◆ **What is required**: Reproduce every line in the material below that holds "building".

◆ ◆ ◆

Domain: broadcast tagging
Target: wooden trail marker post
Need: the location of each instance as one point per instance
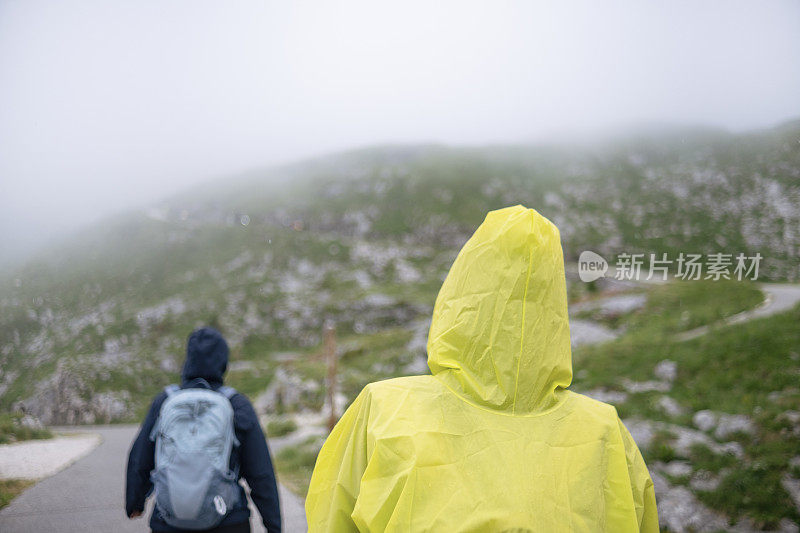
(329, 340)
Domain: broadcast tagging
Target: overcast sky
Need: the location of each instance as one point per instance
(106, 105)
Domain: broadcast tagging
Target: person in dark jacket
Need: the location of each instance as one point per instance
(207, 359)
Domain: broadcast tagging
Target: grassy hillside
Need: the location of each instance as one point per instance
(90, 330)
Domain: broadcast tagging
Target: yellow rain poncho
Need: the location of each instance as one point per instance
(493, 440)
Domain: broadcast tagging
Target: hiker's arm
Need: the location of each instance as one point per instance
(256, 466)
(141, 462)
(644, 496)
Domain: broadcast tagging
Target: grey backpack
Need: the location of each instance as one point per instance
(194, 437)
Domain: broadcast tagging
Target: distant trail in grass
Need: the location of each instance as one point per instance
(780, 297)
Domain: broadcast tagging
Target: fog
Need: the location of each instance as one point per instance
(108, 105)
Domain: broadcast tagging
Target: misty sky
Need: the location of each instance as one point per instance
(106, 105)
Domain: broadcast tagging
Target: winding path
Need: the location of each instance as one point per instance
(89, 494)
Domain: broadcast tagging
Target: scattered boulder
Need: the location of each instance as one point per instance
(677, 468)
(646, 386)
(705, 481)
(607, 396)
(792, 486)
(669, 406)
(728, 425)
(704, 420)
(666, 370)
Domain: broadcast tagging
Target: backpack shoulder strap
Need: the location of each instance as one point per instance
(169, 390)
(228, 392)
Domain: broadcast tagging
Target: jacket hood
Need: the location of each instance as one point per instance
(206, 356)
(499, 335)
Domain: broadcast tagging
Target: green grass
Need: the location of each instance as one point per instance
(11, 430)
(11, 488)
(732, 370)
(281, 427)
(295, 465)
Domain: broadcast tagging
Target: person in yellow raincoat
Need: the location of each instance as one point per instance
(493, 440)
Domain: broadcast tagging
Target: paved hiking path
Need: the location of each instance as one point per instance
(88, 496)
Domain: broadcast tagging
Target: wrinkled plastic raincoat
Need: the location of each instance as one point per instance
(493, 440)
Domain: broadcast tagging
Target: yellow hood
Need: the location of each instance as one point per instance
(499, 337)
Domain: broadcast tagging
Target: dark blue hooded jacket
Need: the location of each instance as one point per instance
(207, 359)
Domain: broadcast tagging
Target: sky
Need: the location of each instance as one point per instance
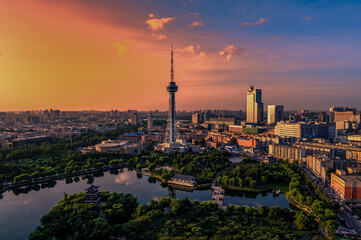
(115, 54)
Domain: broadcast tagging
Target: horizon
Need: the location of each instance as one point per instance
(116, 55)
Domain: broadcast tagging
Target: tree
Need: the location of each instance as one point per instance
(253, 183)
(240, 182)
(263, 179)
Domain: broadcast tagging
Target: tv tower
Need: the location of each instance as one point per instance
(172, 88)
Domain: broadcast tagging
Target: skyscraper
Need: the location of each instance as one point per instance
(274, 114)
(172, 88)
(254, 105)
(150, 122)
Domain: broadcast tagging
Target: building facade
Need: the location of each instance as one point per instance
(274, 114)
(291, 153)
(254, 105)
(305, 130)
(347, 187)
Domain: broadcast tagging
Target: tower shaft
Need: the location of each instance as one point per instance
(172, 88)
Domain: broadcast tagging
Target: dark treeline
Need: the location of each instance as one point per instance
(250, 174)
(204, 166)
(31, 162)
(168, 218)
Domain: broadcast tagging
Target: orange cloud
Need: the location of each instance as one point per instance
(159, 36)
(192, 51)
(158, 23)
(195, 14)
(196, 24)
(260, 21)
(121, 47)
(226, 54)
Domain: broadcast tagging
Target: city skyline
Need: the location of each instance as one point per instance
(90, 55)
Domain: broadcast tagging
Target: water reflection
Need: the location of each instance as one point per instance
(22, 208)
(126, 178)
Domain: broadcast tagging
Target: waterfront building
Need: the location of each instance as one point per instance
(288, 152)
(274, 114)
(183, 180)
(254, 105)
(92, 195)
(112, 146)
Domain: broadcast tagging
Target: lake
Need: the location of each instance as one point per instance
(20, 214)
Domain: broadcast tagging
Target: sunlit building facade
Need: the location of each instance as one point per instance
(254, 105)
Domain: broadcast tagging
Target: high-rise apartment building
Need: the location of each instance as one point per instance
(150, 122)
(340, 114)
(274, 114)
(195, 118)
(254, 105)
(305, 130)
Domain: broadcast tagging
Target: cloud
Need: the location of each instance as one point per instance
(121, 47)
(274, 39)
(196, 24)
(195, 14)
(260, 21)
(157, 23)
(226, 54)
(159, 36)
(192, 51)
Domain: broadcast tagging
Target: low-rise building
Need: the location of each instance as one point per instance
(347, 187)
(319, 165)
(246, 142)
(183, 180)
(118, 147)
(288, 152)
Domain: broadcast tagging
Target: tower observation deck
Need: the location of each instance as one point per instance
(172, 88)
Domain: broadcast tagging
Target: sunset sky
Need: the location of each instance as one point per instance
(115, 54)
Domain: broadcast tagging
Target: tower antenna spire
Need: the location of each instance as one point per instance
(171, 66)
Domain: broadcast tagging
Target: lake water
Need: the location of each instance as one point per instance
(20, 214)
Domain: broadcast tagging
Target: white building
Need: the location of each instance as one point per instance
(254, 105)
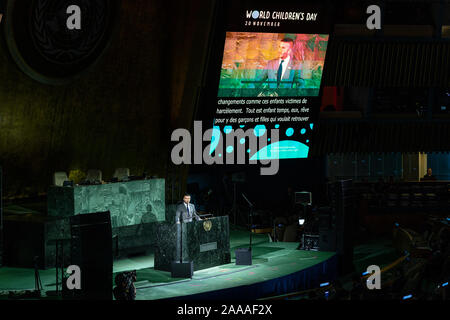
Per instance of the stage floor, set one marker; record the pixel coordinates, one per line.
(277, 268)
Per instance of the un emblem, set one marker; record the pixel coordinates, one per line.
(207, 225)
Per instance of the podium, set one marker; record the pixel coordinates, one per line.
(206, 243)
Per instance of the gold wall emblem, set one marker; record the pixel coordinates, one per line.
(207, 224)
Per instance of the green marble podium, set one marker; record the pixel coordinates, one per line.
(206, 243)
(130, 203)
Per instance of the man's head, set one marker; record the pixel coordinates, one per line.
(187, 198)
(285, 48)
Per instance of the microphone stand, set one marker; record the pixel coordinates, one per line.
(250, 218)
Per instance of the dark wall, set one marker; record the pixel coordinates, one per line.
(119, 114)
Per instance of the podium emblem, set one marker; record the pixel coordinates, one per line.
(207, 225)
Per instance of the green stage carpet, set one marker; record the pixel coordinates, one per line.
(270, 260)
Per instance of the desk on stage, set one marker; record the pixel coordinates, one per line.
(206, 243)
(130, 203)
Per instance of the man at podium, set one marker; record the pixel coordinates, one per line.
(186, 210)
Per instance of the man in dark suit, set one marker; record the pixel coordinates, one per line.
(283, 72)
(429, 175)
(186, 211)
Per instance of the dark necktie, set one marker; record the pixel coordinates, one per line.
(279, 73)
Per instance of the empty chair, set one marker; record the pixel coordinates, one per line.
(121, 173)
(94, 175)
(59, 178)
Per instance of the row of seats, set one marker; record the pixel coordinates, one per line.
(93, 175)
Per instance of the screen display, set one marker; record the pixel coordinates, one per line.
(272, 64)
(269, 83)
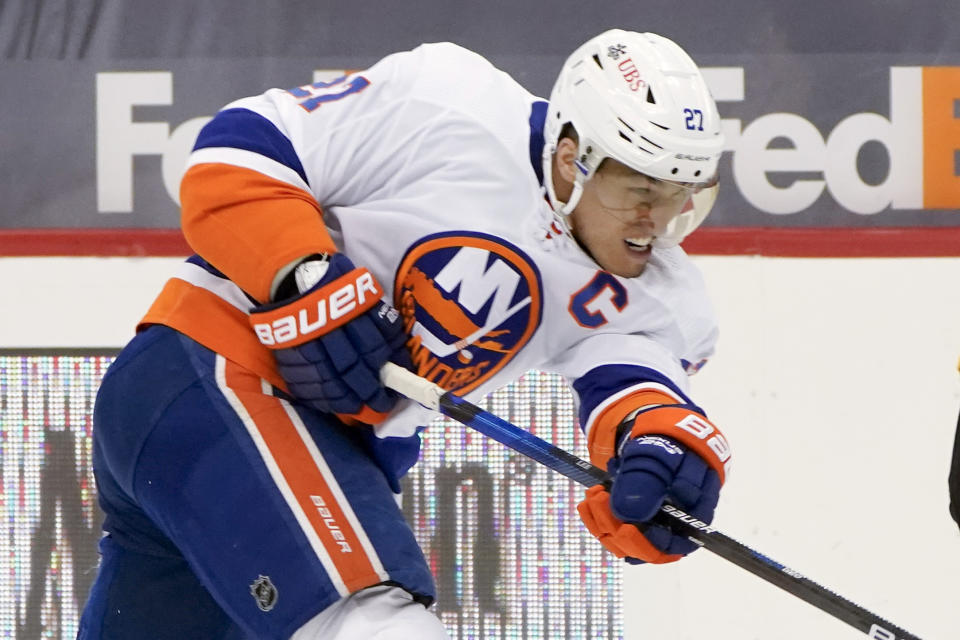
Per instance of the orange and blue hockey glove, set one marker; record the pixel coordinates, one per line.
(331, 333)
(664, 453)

◆ ◆ ◆

◆ **Task output**:
Target: building facade
Target: waterfront building
Target: sunlit building facade
Target: high-rise apartment building
Target: low-rise building
Target: white building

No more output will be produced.